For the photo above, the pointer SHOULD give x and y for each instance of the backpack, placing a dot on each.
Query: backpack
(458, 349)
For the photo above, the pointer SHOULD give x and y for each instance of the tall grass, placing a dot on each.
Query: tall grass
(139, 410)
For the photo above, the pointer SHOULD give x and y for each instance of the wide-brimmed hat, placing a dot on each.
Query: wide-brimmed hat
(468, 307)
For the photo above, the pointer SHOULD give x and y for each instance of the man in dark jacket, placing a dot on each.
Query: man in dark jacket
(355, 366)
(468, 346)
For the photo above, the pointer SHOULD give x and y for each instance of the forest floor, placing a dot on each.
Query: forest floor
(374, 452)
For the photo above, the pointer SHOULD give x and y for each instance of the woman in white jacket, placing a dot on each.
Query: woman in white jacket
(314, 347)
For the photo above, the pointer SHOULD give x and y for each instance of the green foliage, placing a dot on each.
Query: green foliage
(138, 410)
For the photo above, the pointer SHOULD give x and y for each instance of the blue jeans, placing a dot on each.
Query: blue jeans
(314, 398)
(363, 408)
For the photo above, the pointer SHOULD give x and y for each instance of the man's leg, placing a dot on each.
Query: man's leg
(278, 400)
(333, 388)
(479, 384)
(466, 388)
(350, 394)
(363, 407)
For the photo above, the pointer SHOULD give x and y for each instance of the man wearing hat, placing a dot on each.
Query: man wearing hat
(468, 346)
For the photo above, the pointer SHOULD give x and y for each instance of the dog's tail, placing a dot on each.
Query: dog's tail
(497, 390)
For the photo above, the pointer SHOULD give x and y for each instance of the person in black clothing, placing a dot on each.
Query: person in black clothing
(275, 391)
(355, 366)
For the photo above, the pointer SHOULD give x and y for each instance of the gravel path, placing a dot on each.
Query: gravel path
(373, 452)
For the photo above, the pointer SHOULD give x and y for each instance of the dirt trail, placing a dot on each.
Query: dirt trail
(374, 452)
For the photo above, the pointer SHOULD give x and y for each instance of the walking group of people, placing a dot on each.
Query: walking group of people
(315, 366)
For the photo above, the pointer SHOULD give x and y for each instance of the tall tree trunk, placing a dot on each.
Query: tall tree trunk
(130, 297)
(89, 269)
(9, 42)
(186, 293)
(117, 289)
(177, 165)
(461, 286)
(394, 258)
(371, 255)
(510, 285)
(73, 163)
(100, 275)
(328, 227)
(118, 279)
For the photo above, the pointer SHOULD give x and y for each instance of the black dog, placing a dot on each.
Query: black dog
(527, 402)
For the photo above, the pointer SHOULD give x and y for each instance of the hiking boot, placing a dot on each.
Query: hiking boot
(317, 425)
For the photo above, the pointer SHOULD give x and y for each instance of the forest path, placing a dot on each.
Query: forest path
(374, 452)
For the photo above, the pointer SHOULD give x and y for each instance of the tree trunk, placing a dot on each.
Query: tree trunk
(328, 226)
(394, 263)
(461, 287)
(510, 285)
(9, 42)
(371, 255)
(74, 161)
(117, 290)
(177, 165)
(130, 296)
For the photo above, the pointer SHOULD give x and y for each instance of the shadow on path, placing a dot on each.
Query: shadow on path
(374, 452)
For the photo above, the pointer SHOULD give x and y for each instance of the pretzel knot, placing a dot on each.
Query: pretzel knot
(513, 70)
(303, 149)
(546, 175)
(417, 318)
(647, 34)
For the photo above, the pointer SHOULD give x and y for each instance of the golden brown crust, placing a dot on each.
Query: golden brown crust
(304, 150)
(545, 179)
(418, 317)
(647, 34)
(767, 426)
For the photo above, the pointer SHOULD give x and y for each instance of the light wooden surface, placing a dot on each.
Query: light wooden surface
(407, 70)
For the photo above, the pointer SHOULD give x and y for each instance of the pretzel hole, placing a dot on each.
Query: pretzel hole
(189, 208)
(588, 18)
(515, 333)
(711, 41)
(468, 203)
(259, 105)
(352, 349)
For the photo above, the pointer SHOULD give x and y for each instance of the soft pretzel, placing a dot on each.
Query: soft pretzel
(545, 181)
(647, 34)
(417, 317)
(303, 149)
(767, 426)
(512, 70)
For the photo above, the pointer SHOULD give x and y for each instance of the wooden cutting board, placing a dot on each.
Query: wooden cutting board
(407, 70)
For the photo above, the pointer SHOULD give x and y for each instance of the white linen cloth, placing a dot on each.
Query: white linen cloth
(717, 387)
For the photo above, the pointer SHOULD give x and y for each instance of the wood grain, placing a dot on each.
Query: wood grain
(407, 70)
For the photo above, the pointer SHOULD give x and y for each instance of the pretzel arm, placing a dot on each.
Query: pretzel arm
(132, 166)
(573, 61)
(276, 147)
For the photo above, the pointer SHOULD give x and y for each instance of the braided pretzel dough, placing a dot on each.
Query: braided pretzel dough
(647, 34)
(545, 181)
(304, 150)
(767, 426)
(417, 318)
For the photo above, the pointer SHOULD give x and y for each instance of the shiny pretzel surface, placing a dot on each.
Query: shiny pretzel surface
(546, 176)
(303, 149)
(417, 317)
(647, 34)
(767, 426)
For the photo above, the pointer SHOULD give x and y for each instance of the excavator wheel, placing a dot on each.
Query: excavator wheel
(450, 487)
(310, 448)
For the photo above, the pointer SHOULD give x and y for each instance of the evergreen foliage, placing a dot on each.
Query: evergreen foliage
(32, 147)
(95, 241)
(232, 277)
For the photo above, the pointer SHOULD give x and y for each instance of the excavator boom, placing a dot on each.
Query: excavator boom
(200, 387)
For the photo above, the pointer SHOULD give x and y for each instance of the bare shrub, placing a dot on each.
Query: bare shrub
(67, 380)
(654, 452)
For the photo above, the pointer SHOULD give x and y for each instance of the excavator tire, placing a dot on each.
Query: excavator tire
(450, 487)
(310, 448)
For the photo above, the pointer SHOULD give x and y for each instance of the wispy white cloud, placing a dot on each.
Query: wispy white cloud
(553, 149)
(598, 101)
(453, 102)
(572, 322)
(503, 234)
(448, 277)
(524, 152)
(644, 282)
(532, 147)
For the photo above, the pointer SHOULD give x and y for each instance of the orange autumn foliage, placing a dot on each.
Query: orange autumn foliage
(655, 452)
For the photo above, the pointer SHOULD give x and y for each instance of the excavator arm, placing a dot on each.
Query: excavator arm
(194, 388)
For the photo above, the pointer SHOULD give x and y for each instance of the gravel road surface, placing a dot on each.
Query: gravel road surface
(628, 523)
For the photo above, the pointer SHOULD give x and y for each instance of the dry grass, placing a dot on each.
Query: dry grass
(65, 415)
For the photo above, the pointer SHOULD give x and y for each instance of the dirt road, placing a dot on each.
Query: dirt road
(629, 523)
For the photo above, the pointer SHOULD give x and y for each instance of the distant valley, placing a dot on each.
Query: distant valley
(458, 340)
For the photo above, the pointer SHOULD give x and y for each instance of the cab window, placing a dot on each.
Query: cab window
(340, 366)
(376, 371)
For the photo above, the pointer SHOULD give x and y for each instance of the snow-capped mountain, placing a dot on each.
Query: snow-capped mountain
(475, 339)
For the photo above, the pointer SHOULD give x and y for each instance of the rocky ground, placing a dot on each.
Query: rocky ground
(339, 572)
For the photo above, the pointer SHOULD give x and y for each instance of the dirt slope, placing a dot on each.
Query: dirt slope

Your instructions »
Return the material in its entirety, word for word.

Your solution »
For the photo above, the pointer SHOULD give x and y for each instance of the backpack, placing a dot on each.
Query: backpack
(458, 349)
For the photo above, the pointer SHOULD give x and y for each instance of the tall grass, placing a dot on each.
Query: tall grass
(139, 410)
For the photo above, the pointer SHOULD give x and y for each instance of the wide-brimmed hat, placing a dot on each.
Query: wide-brimmed hat
(468, 307)
For the photo above, the pointer SHOULD give x and y for each instance of the man in dark jacket, placing a dot on each.
Query: man in dark jacket
(355, 366)
(468, 346)
For the photo above, the pointer SHOULD give x and y for each instance of the forest floor, placing a dot on each.
Query: forest floor
(374, 452)
For the photo above, the pointer SHOULD give x and y for each instance of the woman in white jacket, placing a dot on each.
Query: woman in white jacket
(314, 347)
For the photo above, the pointer SHOULD give x and y for each instance of the green foliage, placing a dot on each.
Query: green foliage
(138, 410)
For the photo above, the pointer SHOULD give x and y for each instance of the blue jeans, placing a dot on each.
Query: blue jeans
(314, 398)
(363, 408)
For the photo above, the pointer SHOULD give x and y for each instance of the man's leg, placing a dot on each.
Query: man's leg
(278, 400)
(333, 388)
(479, 384)
(466, 388)
(350, 394)
(363, 407)
For the photo above, the pointer SHOULD give x and y for each instance of the man wearing hat, placing a dot on each.
Query: man wearing hat
(468, 346)
For the photo above, the pointer SHOULD give x and y for each instance of the dog's tail, placing a dot on each.
Query: dog's tail
(497, 390)
For the photo above, the pointer SHOULD give x and y for each instance of the person in black clothing, placing a dot on each.
Query: person in black clothing
(275, 391)
(355, 366)
For the photo above, the pointer SHOULD give x and y for each instance of the gravel path, placing a dot on each.
Query: gravel path
(373, 452)
For the photo above, the pointer SHOULD give x and y for each instance of the dirt trail, placing a dot on each.
Query: dirt trail
(374, 452)
For the photo above, the pointer SHOULD give x and y for each instance of the walking group of people, placing a dot on each.
Query: walking group of people
(315, 366)
For the photo above, the pointer SHOULD give x and y for each instance of the tall tree trunk, placing a dot on each.
Query: tall tree trunk
(130, 297)
(89, 269)
(9, 42)
(186, 293)
(117, 289)
(177, 165)
(461, 286)
(394, 258)
(371, 255)
(510, 285)
(73, 163)
(100, 275)
(328, 227)
(118, 279)
For the photo above, the pointer SHOULD give x and y for each instance of the black dog, placing a dot on each.
Query: black dog
(527, 402)
For the photo above, the pointer SHOULD give x and y for each instance of the hiking boot, placing a dot on each.
Query: hiking boot
(317, 425)
For the photo above, the pointer SHOULD give x and y for each instance of the forest path, placing a dot on each.
Query: forest path
(374, 452)
For the photo above, the pointer SHOULD give x and y for each instance of the tree trunk, placing a dot on each.
Query: tree trunk
(328, 226)
(394, 263)
(461, 287)
(510, 285)
(9, 42)
(371, 255)
(74, 161)
(117, 290)
(177, 165)
(130, 296)
For the photo above, the pointer SHOULD give x and y for each instance of the shadow on path, placing a dot on each.
Query: shadow on path
(374, 452)
For the photo above, the pointer SHOULD give x and y for each instance of the pretzel knot, placing a dot on each.
Query: pretzel knot
(513, 70)
(303, 149)
(546, 175)
(417, 318)
(647, 34)
For the photo above, the pointer SHOULD give x and y for each instance of the golden brown crust, placing a dot on each.
Query: golden brown crust
(304, 150)
(545, 179)
(418, 317)
(647, 34)
(767, 426)
For the photo above, the pointer SHOULD give x and y for each instance of the light wooden surface, placing a dot on each.
Query: light wooden surface
(407, 70)
For the photo above, the pointer SHOULD give x and y for each instance of the pretzel hole, placing a dot on each.
Query: pretzel hole
(189, 208)
(588, 18)
(515, 333)
(711, 41)
(468, 203)
(259, 105)
(352, 349)
For the photo above, the pointer SHOULD give x and y for each instance of the soft pretzel, placing a dot on each.
Query: soft pretzel
(545, 181)
(647, 34)
(417, 317)
(303, 149)
(767, 426)
(512, 70)
For the photo above, the pointer SHOULD give x and y for each instance of the wooden cutting board, placing a dot on each.
Query: wooden cutting board
(407, 70)
For the photo above, the pointer SHOULD give x and y for each instance of the white linen cloth, placing a dot on each.
Query: white linen cloth
(717, 387)
For the photo above, the pointer SHOULD give x and y for each instance of the wood grain, placing a dot on each.
Query: wood grain
(407, 70)
For the photo above, the pointer SHOULD give x and y for each instance of the pretzel arm, placing a dot on each.
Query: pretzel arm
(132, 166)
(573, 61)
(276, 147)
For the photo above, the pointer SHOULD give x and y for each instance of the braided pretzel dough, placing a dot on each.
Query: braided pretzel dough
(647, 34)
(545, 181)
(304, 150)
(767, 426)
(417, 318)
For the photo above, the pointer SHOULD give x and y for each instance of the shiny pretzel surface, placing a dot on each.
Query: shiny pretzel surface
(546, 176)
(303, 149)
(417, 317)
(647, 34)
(767, 426)
For the photo above, the pointer SHOULD give x and y for each instance of the excavator wheel, placing a dot on each.
Query: excavator wheel
(450, 487)
(310, 448)
For the photo above, the pointer SHOULD give x and y for each instance of the evergreen foliage, placing a dot on each.
Query: evergreen foliage
(32, 147)
(95, 241)
(232, 277)
For the photo above, the pointer SHOULD give x and y for each instance of the excavator boom, placing a dot on each.
Query: excavator boom
(200, 387)
For the photo above, the pointer SHOULD give x and y for each instance of the bare shrub, placing a dot on each.
Query: bare shrub
(67, 380)
(654, 452)
For the photo above, the pointer SHOULD give x and y for each instance of the excavator tire, placing a dot on each.
Query: excavator tire
(450, 487)
(310, 448)
For the photo above, the pointer SHOULD give x and y for each instance of the wispy white cloud, placing a dot on each.
Query: wispy white cloud
(553, 149)
(598, 101)
(453, 102)
(572, 322)
(503, 234)
(448, 277)
(524, 152)
(644, 282)
(532, 147)
For the photo above, the pointer SHOULD give x and y for each instance of the orange autumn foliage, placing a dot on each.
Query: orange autumn foliage
(655, 452)
For the photo above, the pointer SHOULD give x and y for each instance of the excavator arm, placing a dot on each.
Query: excavator arm
(194, 388)
For the photo above, the pointer SHOULD give x and y for each instance of the gravel road surface, placing a dot on each.
Query: gravel road surface
(628, 523)
For the photo above, the pointer SHOULD give x and y for each instance of the dry grass, placing a dot on each.
Query: dry grass
(65, 415)
For the photo above, the pointer SHOULD give x and y for each instance of the dirt road, placing a dot on each.
Query: dirt road
(629, 523)
For the photo above, the pointer SHOULD give x and y for each instance of the distant valley, placing a dot on each.
Query: distant valley
(458, 340)
For the photo above, the pointer SHOULD give x and y for each instance of the cab window, placing a dot on each.
Query: cab window
(340, 366)
(376, 371)
For the photo above, the pointer SHOULD give x and y for each instance of the snow-capped mountain, placing a dot on each.
Query: snow-capped mountain
(475, 339)
For the photo above, the pointer SHOULD give x and y for each instance of the rocky ground, placing a dot on each.
Query: rocky ground
(339, 572)
For the photo above, the pointer SHOULD give x and y for each instance of the dirt slope, placing a dot on each.
Query: dirt slope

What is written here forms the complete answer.